PROBLEM DESCRIPTION:
Below are entries. Reproduce exactly the lines between the line holding "Find every instance of the black side" and the line holding "Find every instance of the green grass", inclusive, and only those.

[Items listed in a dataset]

————————

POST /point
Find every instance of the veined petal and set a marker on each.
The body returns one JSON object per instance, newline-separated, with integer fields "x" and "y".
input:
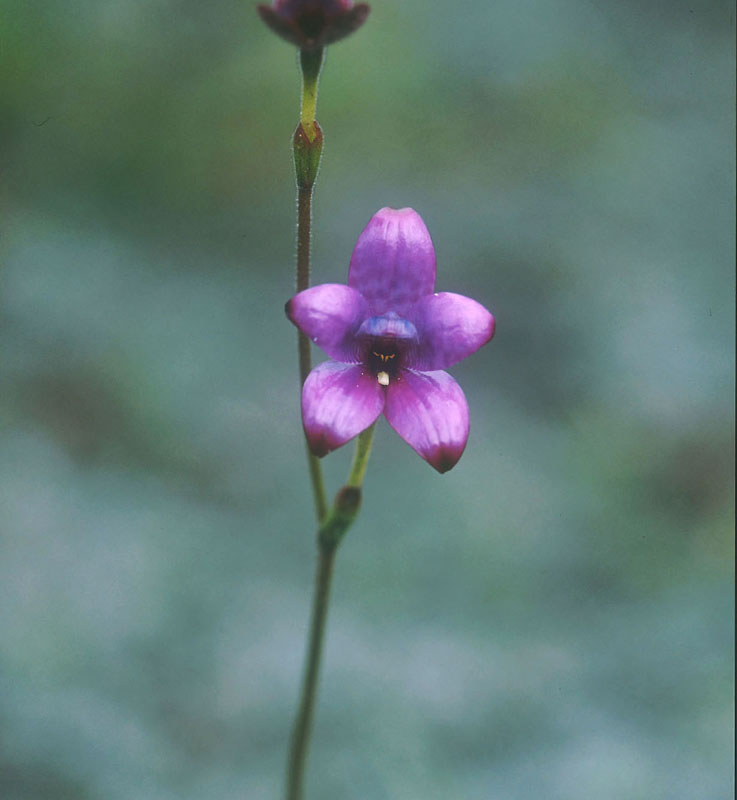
{"x": 393, "y": 263}
{"x": 330, "y": 314}
{"x": 450, "y": 328}
{"x": 338, "y": 402}
{"x": 429, "y": 411}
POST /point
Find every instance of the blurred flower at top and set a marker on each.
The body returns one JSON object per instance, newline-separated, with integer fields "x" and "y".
{"x": 391, "y": 337}
{"x": 311, "y": 24}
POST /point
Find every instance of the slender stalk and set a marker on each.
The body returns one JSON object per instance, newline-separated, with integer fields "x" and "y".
{"x": 304, "y": 223}
{"x": 330, "y": 534}
{"x": 303, "y": 722}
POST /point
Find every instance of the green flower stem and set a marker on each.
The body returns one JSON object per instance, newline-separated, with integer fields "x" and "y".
{"x": 304, "y": 222}
{"x": 330, "y": 533}
{"x": 303, "y": 722}
{"x": 311, "y": 64}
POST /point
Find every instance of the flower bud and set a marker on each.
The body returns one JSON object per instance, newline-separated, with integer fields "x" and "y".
{"x": 311, "y": 24}
{"x": 307, "y": 145}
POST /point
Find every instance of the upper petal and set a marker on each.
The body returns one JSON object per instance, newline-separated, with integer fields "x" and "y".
{"x": 450, "y": 328}
{"x": 393, "y": 263}
{"x": 338, "y": 402}
{"x": 330, "y": 314}
{"x": 429, "y": 411}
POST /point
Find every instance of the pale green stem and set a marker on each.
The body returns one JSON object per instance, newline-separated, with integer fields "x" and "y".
{"x": 330, "y": 534}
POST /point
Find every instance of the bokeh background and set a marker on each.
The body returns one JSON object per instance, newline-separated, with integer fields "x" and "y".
{"x": 553, "y": 618}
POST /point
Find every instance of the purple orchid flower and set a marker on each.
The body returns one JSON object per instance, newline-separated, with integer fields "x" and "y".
{"x": 390, "y": 337}
{"x": 310, "y": 24}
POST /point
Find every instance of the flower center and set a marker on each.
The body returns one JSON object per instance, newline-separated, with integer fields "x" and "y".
{"x": 385, "y": 341}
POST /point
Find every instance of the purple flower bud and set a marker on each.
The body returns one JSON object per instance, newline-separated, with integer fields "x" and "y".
{"x": 311, "y": 24}
{"x": 391, "y": 337}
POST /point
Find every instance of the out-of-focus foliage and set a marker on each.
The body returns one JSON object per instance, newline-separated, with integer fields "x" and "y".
{"x": 551, "y": 619}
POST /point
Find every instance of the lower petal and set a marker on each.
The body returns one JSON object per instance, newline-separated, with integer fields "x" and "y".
{"x": 429, "y": 411}
{"x": 338, "y": 402}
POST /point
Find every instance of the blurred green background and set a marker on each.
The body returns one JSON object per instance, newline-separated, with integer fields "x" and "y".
{"x": 553, "y": 618}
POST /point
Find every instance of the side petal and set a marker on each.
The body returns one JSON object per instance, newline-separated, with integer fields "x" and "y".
{"x": 450, "y": 328}
{"x": 338, "y": 402}
{"x": 393, "y": 262}
{"x": 429, "y": 411}
{"x": 330, "y": 314}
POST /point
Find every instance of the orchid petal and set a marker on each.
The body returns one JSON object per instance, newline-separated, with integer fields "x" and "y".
{"x": 393, "y": 263}
{"x": 330, "y": 314}
{"x": 429, "y": 411}
{"x": 451, "y": 327}
{"x": 338, "y": 402}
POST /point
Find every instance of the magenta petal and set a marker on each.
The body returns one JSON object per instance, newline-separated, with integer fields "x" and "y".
{"x": 330, "y": 315}
{"x": 429, "y": 411}
{"x": 450, "y": 327}
{"x": 393, "y": 263}
{"x": 338, "y": 402}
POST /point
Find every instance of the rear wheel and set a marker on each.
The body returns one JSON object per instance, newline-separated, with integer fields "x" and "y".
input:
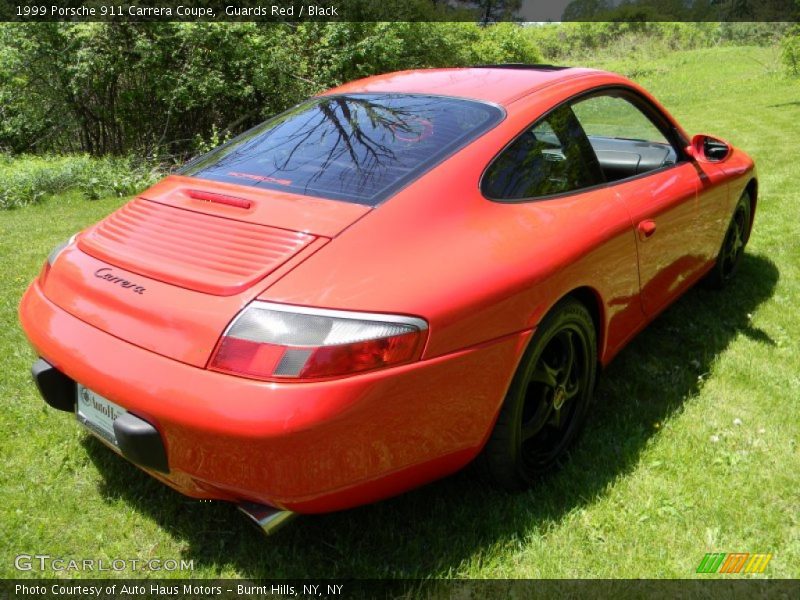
{"x": 547, "y": 402}
{"x": 732, "y": 250}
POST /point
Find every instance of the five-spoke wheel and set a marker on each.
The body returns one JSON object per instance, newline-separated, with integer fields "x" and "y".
{"x": 547, "y": 401}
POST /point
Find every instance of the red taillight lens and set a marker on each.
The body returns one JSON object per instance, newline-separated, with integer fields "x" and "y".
{"x": 277, "y": 342}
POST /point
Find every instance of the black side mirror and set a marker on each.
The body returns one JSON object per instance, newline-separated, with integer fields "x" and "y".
{"x": 705, "y": 148}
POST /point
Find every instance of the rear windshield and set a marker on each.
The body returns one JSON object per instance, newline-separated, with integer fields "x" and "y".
{"x": 359, "y": 148}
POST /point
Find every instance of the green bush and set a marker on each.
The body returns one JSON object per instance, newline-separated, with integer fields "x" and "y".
{"x": 27, "y": 179}
{"x": 790, "y": 51}
{"x": 168, "y": 88}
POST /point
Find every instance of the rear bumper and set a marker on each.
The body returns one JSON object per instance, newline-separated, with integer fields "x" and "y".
{"x": 305, "y": 447}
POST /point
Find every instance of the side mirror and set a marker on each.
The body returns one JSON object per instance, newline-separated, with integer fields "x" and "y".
{"x": 705, "y": 148}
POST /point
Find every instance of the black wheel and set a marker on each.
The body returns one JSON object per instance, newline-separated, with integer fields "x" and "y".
{"x": 547, "y": 402}
{"x": 732, "y": 250}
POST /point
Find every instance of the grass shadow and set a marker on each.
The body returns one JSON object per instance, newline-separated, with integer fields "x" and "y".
{"x": 430, "y": 532}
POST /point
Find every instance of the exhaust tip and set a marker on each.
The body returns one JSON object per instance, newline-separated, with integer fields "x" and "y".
{"x": 266, "y": 518}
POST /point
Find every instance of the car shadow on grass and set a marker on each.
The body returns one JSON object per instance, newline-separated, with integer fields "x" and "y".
{"x": 432, "y": 531}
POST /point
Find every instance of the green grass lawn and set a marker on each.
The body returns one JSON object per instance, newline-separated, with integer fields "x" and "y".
{"x": 692, "y": 448}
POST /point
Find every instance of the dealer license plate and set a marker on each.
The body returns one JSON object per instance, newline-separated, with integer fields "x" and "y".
{"x": 97, "y": 414}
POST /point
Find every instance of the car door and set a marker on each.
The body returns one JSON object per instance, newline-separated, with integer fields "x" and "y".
{"x": 642, "y": 159}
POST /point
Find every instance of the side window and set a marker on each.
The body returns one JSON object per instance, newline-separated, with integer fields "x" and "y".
{"x": 625, "y": 141}
{"x": 552, "y": 157}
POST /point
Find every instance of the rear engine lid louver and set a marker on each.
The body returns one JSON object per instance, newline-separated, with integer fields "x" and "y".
{"x": 201, "y": 252}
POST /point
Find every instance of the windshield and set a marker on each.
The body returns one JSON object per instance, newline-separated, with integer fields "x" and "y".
{"x": 359, "y": 148}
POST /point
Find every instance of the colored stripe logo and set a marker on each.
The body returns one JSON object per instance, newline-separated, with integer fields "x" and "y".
{"x": 733, "y": 562}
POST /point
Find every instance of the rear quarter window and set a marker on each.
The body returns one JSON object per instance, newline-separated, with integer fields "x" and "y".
{"x": 358, "y": 148}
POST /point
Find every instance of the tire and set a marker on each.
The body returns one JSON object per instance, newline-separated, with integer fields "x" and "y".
{"x": 732, "y": 250}
{"x": 547, "y": 402}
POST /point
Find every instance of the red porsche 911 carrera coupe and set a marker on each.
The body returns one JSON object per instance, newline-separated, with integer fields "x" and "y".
{"x": 387, "y": 282}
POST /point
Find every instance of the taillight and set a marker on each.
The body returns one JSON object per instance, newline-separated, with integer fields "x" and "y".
{"x": 282, "y": 342}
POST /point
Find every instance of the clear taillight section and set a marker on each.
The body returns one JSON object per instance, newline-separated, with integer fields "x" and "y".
{"x": 281, "y": 342}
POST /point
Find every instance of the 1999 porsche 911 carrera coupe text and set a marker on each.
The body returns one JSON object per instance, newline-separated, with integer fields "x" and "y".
{"x": 385, "y": 283}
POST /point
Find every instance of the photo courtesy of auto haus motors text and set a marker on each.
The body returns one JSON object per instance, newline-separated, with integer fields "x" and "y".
{"x": 183, "y": 590}
{"x": 379, "y": 299}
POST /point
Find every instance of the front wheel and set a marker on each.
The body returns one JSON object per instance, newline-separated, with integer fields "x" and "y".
{"x": 547, "y": 402}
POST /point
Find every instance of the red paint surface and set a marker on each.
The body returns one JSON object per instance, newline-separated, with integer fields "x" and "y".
{"x": 481, "y": 273}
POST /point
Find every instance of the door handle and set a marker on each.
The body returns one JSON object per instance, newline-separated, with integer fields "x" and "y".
{"x": 646, "y": 229}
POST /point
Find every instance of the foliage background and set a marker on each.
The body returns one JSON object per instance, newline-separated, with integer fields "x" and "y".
{"x": 165, "y": 90}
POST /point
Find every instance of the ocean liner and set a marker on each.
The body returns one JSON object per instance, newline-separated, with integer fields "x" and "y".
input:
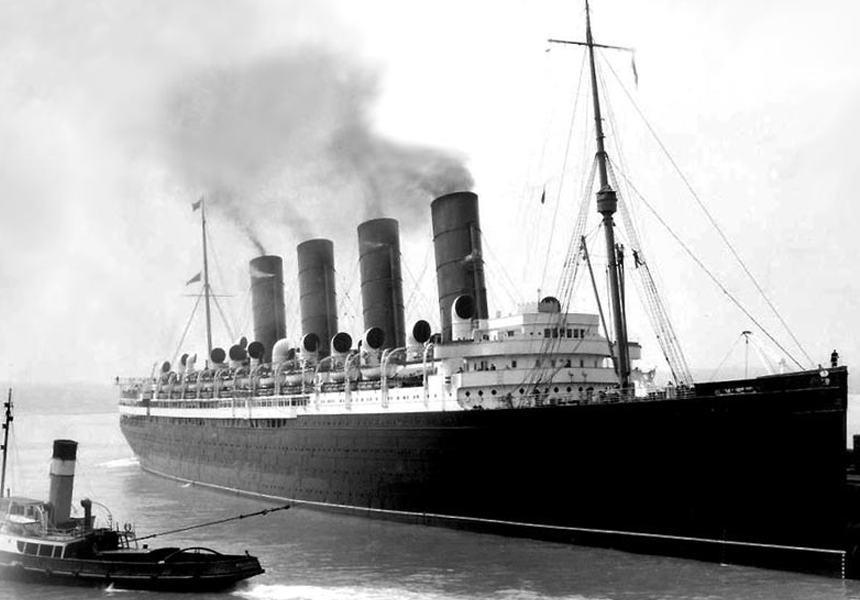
{"x": 530, "y": 424}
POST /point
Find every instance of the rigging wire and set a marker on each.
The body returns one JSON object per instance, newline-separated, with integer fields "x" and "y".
{"x": 218, "y": 522}
{"x": 725, "y": 358}
{"x": 713, "y": 278}
{"x": 187, "y": 327}
{"x": 714, "y": 223}
{"x": 504, "y": 277}
{"x": 563, "y": 170}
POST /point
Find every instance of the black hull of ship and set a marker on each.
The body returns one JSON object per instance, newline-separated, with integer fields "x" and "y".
{"x": 211, "y": 575}
{"x": 750, "y": 472}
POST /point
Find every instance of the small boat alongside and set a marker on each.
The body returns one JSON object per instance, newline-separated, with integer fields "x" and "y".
{"x": 40, "y": 541}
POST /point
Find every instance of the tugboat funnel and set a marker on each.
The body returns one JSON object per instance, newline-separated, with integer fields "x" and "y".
{"x": 62, "y": 480}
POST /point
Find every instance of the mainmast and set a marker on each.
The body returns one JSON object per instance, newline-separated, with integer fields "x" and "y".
{"x": 207, "y": 292}
{"x": 607, "y": 203}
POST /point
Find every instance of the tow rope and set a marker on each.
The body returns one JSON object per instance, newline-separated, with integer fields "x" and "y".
{"x": 210, "y": 523}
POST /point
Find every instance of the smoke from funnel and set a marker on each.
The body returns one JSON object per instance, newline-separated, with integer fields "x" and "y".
{"x": 288, "y": 140}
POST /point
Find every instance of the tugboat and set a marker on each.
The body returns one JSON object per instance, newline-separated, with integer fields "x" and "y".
{"x": 42, "y": 542}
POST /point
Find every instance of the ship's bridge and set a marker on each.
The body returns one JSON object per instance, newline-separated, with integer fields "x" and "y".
{"x": 505, "y": 350}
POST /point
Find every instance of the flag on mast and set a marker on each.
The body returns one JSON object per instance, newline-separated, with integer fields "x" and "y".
{"x": 258, "y": 274}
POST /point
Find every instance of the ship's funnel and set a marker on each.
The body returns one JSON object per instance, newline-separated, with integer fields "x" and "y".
{"x": 217, "y": 357}
{"x": 341, "y": 343}
{"x": 62, "y": 480}
{"x": 462, "y": 313}
{"x": 459, "y": 261}
{"x": 238, "y": 355}
{"x": 257, "y": 350}
{"x": 282, "y": 351}
{"x": 317, "y": 293}
{"x": 381, "y": 280}
{"x": 309, "y": 348}
{"x": 267, "y": 301}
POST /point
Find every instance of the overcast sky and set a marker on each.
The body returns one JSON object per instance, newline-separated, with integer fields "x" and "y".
{"x": 301, "y": 119}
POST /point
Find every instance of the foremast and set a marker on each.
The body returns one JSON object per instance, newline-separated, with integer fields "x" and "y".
{"x": 607, "y": 204}
{"x": 207, "y": 292}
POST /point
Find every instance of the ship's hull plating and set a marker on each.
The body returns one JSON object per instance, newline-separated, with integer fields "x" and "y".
{"x": 755, "y": 478}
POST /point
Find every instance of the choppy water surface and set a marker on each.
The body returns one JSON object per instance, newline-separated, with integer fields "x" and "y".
{"x": 315, "y": 556}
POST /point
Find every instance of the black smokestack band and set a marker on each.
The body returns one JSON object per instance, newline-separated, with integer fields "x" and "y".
{"x": 459, "y": 261}
{"x": 381, "y": 279}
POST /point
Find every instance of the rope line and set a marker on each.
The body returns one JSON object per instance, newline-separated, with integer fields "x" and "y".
{"x": 218, "y": 522}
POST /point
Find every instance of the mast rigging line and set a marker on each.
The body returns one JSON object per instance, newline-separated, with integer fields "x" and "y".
{"x": 185, "y": 331}
{"x": 218, "y": 522}
{"x": 702, "y": 266}
{"x": 713, "y": 222}
{"x": 563, "y": 170}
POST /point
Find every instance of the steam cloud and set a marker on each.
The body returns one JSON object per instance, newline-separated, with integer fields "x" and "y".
{"x": 289, "y": 140}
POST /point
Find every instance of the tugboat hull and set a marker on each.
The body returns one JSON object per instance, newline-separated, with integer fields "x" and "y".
{"x": 140, "y": 570}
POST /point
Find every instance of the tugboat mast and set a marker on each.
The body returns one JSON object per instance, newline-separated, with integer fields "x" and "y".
{"x": 607, "y": 204}
{"x": 6, "y": 425}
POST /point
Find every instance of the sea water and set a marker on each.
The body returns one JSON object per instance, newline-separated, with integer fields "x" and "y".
{"x": 310, "y": 555}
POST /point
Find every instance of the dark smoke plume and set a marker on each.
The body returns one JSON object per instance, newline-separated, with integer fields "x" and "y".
{"x": 289, "y": 141}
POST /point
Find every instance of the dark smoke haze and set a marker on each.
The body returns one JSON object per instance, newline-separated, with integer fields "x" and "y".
{"x": 289, "y": 141}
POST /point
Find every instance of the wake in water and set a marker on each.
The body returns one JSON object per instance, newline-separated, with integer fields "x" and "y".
{"x": 310, "y": 592}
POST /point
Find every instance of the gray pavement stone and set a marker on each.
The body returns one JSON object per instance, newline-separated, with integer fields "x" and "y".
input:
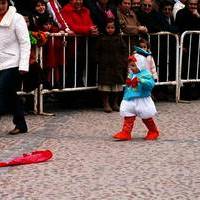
{"x": 89, "y": 165}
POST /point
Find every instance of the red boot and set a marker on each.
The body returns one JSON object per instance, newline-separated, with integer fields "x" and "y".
{"x": 125, "y": 134}
{"x": 153, "y": 132}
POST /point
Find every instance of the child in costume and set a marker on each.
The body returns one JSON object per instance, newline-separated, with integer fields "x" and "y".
{"x": 144, "y": 57}
{"x": 137, "y": 101}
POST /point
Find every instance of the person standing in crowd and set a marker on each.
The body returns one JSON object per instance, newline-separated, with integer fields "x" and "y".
{"x": 14, "y": 62}
{"x": 180, "y": 4}
{"x": 166, "y": 17}
{"x": 39, "y": 9}
{"x": 135, "y": 6}
{"x": 102, "y": 11}
{"x": 52, "y": 53}
{"x": 128, "y": 20}
{"x": 149, "y": 17}
{"x": 78, "y": 18}
{"x": 54, "y": 8}
{"x": 137, "y": 102}
{"x": 112, "y": 66}
{"x": 187, "y": 18}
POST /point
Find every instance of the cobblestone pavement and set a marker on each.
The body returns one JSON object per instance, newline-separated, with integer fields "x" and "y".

————————

COMPLETED EXERCISE:
Find every instance of the black side mirror and set a marker on each.
The body returns one JSON object per instance, newline-separated, with integer fields "x" and "y".
{"x": 705, "y": 148}
POST /point
Find every instance of the rear windshield and set a marker on each.
The body returns one JSON object per instance, newline-separated, with integer fields "x" and "y".
{"x": 359, "y": 148}
POST /point
Find every instance of the green bush and set a marker on each.
The body returns one JSON object per instance, newline-separated, with integer fields "x" and "y".
{"x": 27, "y": 179}
{"x": 790, "y": 51}
{"x": 168, "y": 88}
POST /point
Find every instance of the rear bumper and set a marker on each.
The body returns one JSON object per instance, newline-separated, with integer fields "x" and "y".
{"x": 305, "y": 447}
POST /point
Find every instance of the side mirror and set a marker on each.
The body returns one JSON object per instance, newline-separated, with integer fields "x" and "y".
{"x": 705, "y": 148}
POST /point
Find every instance of the black wheel and set a marker on each.
The body returns one JSON object per instance, newline-separated, with integer fields "x" and "y".
{"x": 547, "y": 402}
{"x": 732, "y": 250}
POST /point
Find every instance of the grass shadow and set a marker on each.
The body returns one JSON object per instance, newline-separated, with integer fields "x" and "y".
{"x": 430, "y": 532}
POST /point
Find every instance of the exhaust tip and set a marker on each.
The body returns one JSON object per instance, newline-separated, with integer fields "x" and "y".
{"x": 266, "y": 518}
POST /point
Find every instance of the car shadow on grass and set a marker on each.
The body returns one JSON object per instance, newline-separated, with integer fields "x" and "y".
{"x": 432, "y": 531}
POST /point
Find every instance of the green grass lawn and set a marker on each.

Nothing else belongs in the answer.